**WHAT THE TASK REQUIRES:**
Would you repeat each of the lines below exactly?

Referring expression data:

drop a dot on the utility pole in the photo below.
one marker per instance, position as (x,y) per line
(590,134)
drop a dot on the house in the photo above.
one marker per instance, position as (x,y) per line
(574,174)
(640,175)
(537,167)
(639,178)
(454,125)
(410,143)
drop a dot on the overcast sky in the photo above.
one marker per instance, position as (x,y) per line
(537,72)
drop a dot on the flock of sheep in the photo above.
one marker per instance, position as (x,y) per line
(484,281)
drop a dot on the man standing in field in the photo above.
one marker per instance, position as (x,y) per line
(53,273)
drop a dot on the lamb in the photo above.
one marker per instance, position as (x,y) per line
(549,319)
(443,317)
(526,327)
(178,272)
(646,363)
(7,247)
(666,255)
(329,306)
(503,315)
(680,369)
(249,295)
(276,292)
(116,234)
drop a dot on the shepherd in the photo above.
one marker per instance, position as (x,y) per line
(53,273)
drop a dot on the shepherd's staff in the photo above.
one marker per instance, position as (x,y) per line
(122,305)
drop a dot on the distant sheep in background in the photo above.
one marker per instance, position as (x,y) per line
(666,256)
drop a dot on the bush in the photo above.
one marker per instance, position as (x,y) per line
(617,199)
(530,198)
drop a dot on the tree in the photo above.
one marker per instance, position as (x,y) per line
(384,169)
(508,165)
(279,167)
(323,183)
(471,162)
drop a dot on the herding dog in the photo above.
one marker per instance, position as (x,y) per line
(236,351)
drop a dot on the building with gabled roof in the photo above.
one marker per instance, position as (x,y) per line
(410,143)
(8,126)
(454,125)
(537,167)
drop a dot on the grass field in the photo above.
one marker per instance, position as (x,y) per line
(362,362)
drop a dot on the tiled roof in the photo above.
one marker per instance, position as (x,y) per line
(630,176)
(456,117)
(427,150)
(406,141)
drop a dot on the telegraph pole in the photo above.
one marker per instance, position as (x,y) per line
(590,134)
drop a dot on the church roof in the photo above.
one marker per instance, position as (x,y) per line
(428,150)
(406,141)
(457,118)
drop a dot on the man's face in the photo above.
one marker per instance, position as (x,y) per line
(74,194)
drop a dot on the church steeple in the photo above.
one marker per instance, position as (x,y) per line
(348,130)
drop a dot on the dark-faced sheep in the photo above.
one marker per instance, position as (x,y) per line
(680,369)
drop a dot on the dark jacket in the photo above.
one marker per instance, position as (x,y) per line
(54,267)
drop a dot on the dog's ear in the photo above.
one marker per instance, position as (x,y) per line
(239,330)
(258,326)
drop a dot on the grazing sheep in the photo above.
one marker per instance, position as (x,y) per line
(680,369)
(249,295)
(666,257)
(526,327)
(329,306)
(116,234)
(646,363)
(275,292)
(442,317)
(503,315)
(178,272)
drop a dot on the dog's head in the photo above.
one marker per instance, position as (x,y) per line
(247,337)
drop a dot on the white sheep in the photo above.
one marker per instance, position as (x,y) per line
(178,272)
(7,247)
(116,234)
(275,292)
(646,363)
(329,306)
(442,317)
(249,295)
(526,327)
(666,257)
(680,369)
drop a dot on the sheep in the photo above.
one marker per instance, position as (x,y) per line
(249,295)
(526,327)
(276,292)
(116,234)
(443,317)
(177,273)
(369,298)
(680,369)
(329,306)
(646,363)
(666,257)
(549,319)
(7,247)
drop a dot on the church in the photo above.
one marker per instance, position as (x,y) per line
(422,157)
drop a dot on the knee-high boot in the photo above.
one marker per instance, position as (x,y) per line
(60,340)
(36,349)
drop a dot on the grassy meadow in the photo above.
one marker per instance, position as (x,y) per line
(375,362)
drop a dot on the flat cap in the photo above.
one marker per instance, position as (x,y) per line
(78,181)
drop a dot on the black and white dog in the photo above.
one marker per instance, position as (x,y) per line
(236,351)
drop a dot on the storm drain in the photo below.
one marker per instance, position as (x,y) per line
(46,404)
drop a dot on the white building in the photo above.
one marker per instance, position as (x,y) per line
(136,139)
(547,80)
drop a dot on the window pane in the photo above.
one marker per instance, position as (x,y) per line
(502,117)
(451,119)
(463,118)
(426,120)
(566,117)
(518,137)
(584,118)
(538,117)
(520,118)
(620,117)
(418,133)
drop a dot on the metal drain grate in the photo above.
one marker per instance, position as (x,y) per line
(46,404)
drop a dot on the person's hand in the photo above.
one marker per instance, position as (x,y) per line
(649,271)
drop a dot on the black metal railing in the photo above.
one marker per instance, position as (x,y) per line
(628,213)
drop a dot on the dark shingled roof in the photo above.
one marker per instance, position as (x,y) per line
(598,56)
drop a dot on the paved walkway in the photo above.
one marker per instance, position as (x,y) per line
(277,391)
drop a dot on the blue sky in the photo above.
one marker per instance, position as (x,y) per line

**THE COMPLETED TASK:**
drop a dot on the utility pole in the photo below.
one marker per instance, position as (x,y) per line
(590,134)
drop a dot on the house in the photo above.
one marker per instance, position as (x,y) per line
(574,174)
(640,175)
(537,167)
(639,178)
(454,125)
(410,143)
drop a dot on the overcast sky in the photo above.
one marker per instance, position as (x,y) per line
(537,72)
drop a dot on the flock of sheep in the photo above.
one marker per instance, position as (x,y) per line
(484,281)
drop a dot on the man standing in field in the photo above.
one marker per instance, position as (x,y) per line
(53,273)
drop a dot on the lamb in the photo above.
one marker per instance, position as (x,y) per line
(549,319)
(443,317)
(526,327)
(178,272)
(646,363)
(7,247)
(666,255)
(329,306)
(503,315)
(680,369)
(249,295)
(276,292)
(116,234)
drop a dot on the shepherd in the photo above.
one marker per instance, position as (x,y) per line
(53,273)
drop a dot on the shepherd's staff in the photo above.
one marker per instance, position as (x,y) per line
(122,305)
drop a dot on the distant sheep in background in the photo above.
one marker per instance, position as (x,y) per line
(666,256)
drop a dot on the bush in the photo above.
one marker per instance, position as (x,y) per line
(617,199)
(530,198)
drop a dot on the tree in the photo above.
one marker per instance, position as (x,y) per line
(384,169)
(508,165)
(279,167)
(323,183)
(471,162)
drop a dot on the herding dog in the photo above.
one marker per instance, position as (x,y) per line
(236,351)
drop a dot on the building with gabled roof in the photo above.
one marker per instance, position as (x,y) per line
(410,143)
(8,126)
(454,125)
(537,167)
drop a dot on the grass field in the photo above.
one marker per instance, position as (x,y) per line
(362,362)
drop a dot on the tiled roof in the photo above.
one marker per instance, position as (x,y) per line
(630,176)
(456,117)
(427,150)
(406,141)
drop a dot on the telegraph pole in the photo above.
one marker per instance, position as (x,y) per line
(590,134)
drop a dot on the church roof in the photo above.
one marker per instance, position as (x,y) per line
(428,150)
(406,141)
(457,118)
drop a dot on the man's face in the photo above.
one marker per instance, position as (x,y) per line
(74,194)
drop a dot on the church steeple in the photo above.
one marker per instance, position as (x,y) per line
(348,130)
drop a dot on the dark-faced sheep in the photo above.
one marker per instance, position as (x,y) per line
(680,369)
drop a dot on the dark jacket in the photo above.
one marker per instance, position as (x,y) per line
(54,267)
drop a dot on the dog's ear in the photo above.
one marker per instance, position as (x,y) per line
(239,330)
(258,326)
drop a dot on the grazing sheep in the photo above.
one marker per instance, position as (x,y) per line
(680,369)
(249,295)
(666,257)
(526,327)
(329,306)
(116,234)
(646,363)
(275,292)
(442,317)
(503,315)
(178,272)
drop a dot on the dog's head in the photo above.
one marker per instance, position as (x,y) per line
(247,337)
drop a dot on the white sheep in the photo above.
one marker per instance, position as (x,y) per line
(178,272)
(7,247)
(116,234)
(275,292)
(646,363)
(329,306)
(442,317)
(249,295)
(526,327)
(666,257)
(680,369)
drop a dot on the sheep in the photo above.
one marker per instance, position as (x,y) per line
(249,295)
(526,327)
(276,292)
(116,234)
(443,317)
(177,273)
(369,298)
(680,369)
(329,306)
(646,363)
(666,257)
(549,319)
(7,247)
drop a dot on the church in the photo above.
one marker per instance, position as (x,y) per line
(422,157)
drop a dot on the knee-high boot in the photo above.
one marker per instance, position as (x,y) per line
(60,340)
(36,349)
drop a dot on the grassy meadow in the photo above.
one marker per instance, position as (x,y) per line
(375,362)
drop a dot on the flat cap in the photo above.
one marker per instance, position as (x,y) per line
(78,181)
drop a dot on the black and white dog in the photo above.
one marker per instance, position as (x,y) per line
(236,351)
drop a dot on the storm drain in the photo below.
one marker per instance, position as (x,y) per line
(46,404)
drop a dot on the white building in the photo above.
one marker per instance, position as (x,y) per line
(136,139)
(547,80)
drop a dot on the window pane in the photo above.
one marker per instance, position as (x,y) per line
(502,117)
(451,119)
(463,118)
(426,120)
(566,117)
(518,137)
(584,118)
(538,117)
(520,118)
(620,117)
(418,133)
drop a dot on the metal drain grate in the photo above.
one marker per instance, position as (x,y) per line
(46,404)
drop a dot on the person's hand in the photo above.
one marker per instance, position as (x,y) per line
(649,271)
drop a dot on the black metal railing in the photo above.
one marker per instance, position as (x,y) per line
(628,213)
drop a dot on the dark shingled roof in the photo above.
one marker per instance, position as (x,y) per line
(598,56)
drop a dot on the paved walkway in the photo above.
one marker per instance, position as (x,y) per line
(277,391)
drop a dot on the blue sky in the photo above.
one marker per instance, position as (x,y) per line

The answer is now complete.